__What to do__.
Wherever "target" turns up in the entries, copy out the line that holds it.

__Entries shown__.
____
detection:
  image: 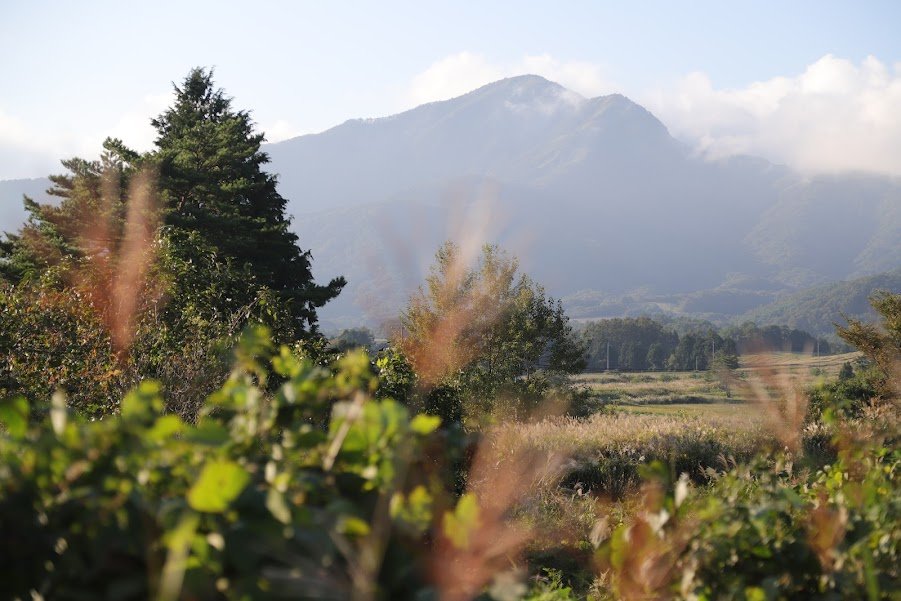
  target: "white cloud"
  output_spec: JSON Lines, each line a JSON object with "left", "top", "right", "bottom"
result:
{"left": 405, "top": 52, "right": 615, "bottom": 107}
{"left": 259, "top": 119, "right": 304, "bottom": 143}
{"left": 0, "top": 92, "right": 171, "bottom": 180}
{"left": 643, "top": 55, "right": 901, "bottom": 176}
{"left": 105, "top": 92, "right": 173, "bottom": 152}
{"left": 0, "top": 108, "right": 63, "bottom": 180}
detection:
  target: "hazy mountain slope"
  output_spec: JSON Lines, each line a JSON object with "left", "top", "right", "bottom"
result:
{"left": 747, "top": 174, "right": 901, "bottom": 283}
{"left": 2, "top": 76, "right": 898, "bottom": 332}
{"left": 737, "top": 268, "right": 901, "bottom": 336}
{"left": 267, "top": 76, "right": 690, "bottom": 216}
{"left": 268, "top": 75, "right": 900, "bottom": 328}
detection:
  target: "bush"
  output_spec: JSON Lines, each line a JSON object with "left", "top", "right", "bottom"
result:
____
__Answer area__.
  target: "white cloud"
  target: "hazy mountain slope"
  target: "bush"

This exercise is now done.